So how’re you sleeping, baby boomer? If you’re anything like a lot of us, not so hot. That’s what Ann Arbor, Michigan, boomer and longtime insomniac Lois Maharg blogs and teaches about, and now has written about in a full-length book: The Savvy Insomniac: A Personal Journey through Science to Better Sleep. We don’t know if her solution works for everybody, but we’re tired enough here at BoomerCafé to give it a try.
Friends who have trouble sleeping are skeptical. I, a lifelong insomniac and guerilla sleeper, improved my sleep by restricting my time inbed? Oh, come on!
But it’s a fact. I too had serious reservations about Sleep Restriction, a treatment recommended by the American Academy of Sleep Medicine. How was restricting my sleep going to help a person like me, who was looking for more sleep? It didn’t make sense. But as part of my research for a book about insomnia, I laid my doubts aside and took the plunge.
The first week’s task was to keep a sleep diary. I found I was sleeping about 4 hours and 45 minutes a night. I would begin by restricting my hours in bed to just that: to bed no earlier than 12:30 A.M., up at 5:15.

__PROBLEMS TO WORK ON__
1. In the paragraph of the insomnia piece about the sleep diary, list every clock time and length of time.
2. From the insomnia piece, extract the part that opens with the words containing "But it’s a fact." and closes with "took the plunge.".
The records aren't needed for any of this work.

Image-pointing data

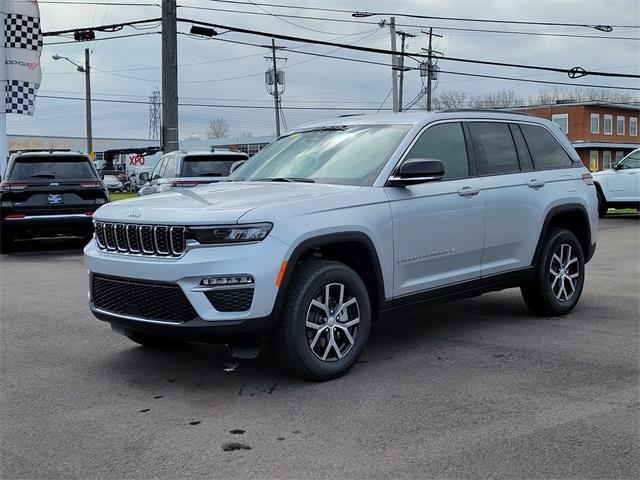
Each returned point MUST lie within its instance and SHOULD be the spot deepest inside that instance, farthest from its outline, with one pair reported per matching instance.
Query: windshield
(33, 168)
(346, 155)
(209, 165)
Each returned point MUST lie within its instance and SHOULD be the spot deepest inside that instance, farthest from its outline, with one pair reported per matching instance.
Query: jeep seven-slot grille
(138, 298)
(161, 240)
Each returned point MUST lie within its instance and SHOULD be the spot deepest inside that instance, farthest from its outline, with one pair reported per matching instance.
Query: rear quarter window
(545, 150)
(58, 168)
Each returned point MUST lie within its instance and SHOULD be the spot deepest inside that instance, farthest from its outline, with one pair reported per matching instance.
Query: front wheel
(559, 276)
(325, 322)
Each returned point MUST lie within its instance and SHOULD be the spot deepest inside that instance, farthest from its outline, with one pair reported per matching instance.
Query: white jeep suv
(619, 187)
(338, 222)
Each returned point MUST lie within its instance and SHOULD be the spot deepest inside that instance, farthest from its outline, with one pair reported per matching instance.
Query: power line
(428, 17)
(369, 22)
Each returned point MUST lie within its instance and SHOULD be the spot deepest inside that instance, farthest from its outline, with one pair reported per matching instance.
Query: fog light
(227, 280)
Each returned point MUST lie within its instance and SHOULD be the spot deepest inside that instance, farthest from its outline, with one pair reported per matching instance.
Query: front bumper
(260, 260)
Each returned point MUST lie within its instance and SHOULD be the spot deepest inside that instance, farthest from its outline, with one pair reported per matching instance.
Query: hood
(217, 203)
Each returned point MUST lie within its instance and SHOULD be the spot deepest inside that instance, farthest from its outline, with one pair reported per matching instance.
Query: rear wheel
(325, 322)
(559, 276)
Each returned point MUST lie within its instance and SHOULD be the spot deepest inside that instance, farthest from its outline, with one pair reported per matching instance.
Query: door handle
(468, 191)
(536, 183)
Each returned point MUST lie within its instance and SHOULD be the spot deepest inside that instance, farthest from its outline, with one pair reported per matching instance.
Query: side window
(526, 164)
(444, 142)
(169, 169)
(156, 171)
(495, 151)
(545, 149)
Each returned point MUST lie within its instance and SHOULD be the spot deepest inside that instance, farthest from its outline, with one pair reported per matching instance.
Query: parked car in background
(619, 186)
(190, 169)
(112, 183)
(340, 221)
(49, 193)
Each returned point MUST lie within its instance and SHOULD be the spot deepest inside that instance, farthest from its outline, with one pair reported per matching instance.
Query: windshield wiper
(286, 179)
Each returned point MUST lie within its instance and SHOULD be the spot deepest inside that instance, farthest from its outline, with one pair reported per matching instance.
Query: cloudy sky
(215, 72)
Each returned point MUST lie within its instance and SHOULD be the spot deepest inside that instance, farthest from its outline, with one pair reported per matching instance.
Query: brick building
(602, 133)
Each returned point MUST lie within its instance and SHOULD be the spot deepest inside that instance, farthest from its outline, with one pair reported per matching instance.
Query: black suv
(49, 193)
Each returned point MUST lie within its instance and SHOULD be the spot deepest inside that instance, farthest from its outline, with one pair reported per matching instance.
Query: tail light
(13, 186)
(184, 184)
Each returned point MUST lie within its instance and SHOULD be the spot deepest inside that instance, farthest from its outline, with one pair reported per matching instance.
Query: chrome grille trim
(148, 240)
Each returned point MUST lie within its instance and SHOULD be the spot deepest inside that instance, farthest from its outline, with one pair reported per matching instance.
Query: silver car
(340, 222)
(190, 169)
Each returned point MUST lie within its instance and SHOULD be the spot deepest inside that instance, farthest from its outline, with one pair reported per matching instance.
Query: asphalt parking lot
(473, 389)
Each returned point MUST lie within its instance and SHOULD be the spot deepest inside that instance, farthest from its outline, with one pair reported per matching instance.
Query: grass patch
(122, 196)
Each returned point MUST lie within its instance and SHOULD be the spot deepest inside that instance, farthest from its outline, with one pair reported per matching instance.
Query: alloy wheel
(332, 322)
(564, 273)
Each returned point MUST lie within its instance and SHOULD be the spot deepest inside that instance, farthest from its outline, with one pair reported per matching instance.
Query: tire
(559, 276)
(153, 341)
(311, 329)
(6, 241)
(602, 205)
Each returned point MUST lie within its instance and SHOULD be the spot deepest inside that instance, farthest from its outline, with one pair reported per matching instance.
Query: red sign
(136, 160)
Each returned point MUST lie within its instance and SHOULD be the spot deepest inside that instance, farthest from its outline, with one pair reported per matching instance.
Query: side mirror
(417, 170)
(236, 166)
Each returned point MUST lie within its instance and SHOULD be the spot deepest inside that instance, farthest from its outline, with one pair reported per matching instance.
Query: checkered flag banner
(22, 31)
(23, 45)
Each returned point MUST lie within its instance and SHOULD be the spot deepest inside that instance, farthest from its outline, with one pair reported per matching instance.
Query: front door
(438, 227)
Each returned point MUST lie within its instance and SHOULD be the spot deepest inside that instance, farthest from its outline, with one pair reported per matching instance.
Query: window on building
(593, 160)
(608, 124)
(562, 120)
(620, 125)
(595, 123)
(633, 126)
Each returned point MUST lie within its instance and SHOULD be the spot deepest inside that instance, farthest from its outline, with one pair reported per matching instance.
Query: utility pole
(275, 86)
(169, 77)
(403, 36)
(430, 66)
(87, 94)
(394, 64)
(274, 78)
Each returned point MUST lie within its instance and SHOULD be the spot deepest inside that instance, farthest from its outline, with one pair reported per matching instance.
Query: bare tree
(218, 128)
(499, 99)
(450, 99)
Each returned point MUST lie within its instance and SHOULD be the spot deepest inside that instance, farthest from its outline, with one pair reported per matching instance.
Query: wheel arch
(355, 249)
(573, 217)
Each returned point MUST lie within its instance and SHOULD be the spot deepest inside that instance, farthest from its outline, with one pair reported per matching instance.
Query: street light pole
(86, 69)
(87, 86)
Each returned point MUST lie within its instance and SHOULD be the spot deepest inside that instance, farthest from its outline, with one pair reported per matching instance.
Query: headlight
(255, 232)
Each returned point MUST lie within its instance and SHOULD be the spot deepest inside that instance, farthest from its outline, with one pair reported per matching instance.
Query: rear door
(438, 227)
(53, 185)
(623, 182)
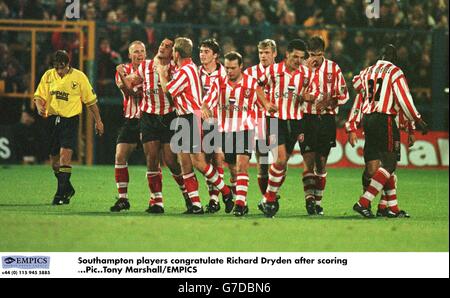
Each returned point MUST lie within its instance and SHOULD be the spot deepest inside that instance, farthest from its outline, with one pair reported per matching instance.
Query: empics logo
(26, 262)
(373, 9)
(73, 9)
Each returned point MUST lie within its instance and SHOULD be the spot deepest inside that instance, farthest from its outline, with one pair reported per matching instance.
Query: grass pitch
(30, 223)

__ANSWERS FOR EACH ITEM__
1.
4 hours and 45 minutes
12:30 A.M.
5:15

2.
But it’s a fact. I too had serious reservations about Sleep Restriction, a treatment recommended by the American Academy of Sleep Medicine. How was restricting my sleep going to help a person like me, who was looking for more sleep? It didn’t make sense. But as part of my research for a book about insomnia, I laid my doubts aside and took the plunge.